======== EXCERPTED RECORDS

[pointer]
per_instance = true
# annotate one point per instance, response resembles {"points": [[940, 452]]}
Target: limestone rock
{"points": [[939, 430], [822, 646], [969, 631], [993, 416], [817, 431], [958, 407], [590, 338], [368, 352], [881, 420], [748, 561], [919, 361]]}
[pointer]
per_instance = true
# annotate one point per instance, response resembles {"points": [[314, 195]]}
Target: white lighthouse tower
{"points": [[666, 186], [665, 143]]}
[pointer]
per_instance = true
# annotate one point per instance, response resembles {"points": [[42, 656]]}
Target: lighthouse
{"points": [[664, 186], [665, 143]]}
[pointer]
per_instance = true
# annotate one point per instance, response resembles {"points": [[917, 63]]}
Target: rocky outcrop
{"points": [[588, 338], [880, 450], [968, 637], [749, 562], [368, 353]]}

================

THE PROBLEM: Read through the listing and copy each line in which the word "resembles" occurs.

WORKED SOLUTION:
# annotate one point per instance, response resembles {"points": [[940, 452]]}
# annotate one point per instance, response resembles {"points": [[314, 195]]}
# annotate one point per instance, response resembles {"points": [[42, 656]]}
# annotate one point per instance, response resembles {"points": [[917, 63]]}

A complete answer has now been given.